§ **TASK GOAL**: From the book review below, copy the passage between "In lieu of an" and "cloth; $45.00, E-book.", inclusive, word for word.
+++ EXTRACT
In lieu of an abstract, here is a brief excerpt of the content:

Reviewed by:
  • The Premise of Fidelity: Science, Visuality, and Representing the Real in Nineteenth-century Japan by Maki Fukuoka
  • Alistair Swale (bio)
The Premise of Fidelity: Science, Visuality, and Representing the Real in Nineteenth-century Japan. By Maki Fukuoka. Stanford University Press, Stanford, 2012. xiv, 272 pages. $45.00, cloth; $45.00, E-book.

Maki Fukuoka has produced a piece of scholarship that is far-ranging in its scope, undertaking as it does to explore “the interdependence of the history of ideas, scientific practices, and visual culture” (p. 13). The pivotal case material that she has focused on to do this is the distinctive publication format of “shashin” (literally, “representations of the real”) as produced by the Shōhyaku-sha, an association of physicians and pharmacologists working within the Owari domain in the early to mid-nineteenth century. The association most notably included Itō Keisuke, a pioneer in the introduction of vaccination into Japan (despite political pressure to desist) who later emerged as a leading scientist within Japanese academia following the Meiji Restoration.

As Fukuoka persuasively argues, there is a great deal more significance in the use of “shashin” in this historical context than perhaps seems obvious at the outset. It is tied to the emergence of a distinctly Japanese tradition of empirical study and a distinctive technique of visualization that cuts against the binary notions of “premodern” Japanese scholarship versus “modern” Western science. The key example referred to is the Honzō shashin, a catalogue depicting flora from within the Owari domain with both Japanese and [End Page 175] Chinese nomenclature appended. It was a work gifted to Phillip Franz von Siebold in 1826 as he traveled through the Owari domain in transit to Edo. Its distinctive feature was graphic representations of plants that had been initiated through pressing the plants into the page (p. 107, in’yō-zu-hō), leaving an unmistakable imprint of the original artifact. Fukuoka highlights the fact that it was not enough to have mere graphic accuracy but also to signify emphatically that the image had some basis in a material actuality.
++++++
+++ COLLECTED DATA
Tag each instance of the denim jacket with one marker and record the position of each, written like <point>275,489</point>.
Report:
++++++
§ **RESPONSE**:
In lieu of an abstract, here is a brief excerpt of the content:

Reviewed by:
  • The Premise of Fidelity: Science, Visuality, and Representing the Real in Nineteenth-century Japan by Maki Fukuoka
  • Alistair Swale (bio)
The Premise of Fidelity: Science, Visuality, and Representing the Real in Nineteenth-century Japan. By Maki Fukuoka. Stanford University Press, Stanford, 2012. xiv, 272 pages. $45.00, cloth; $45.00, E-book.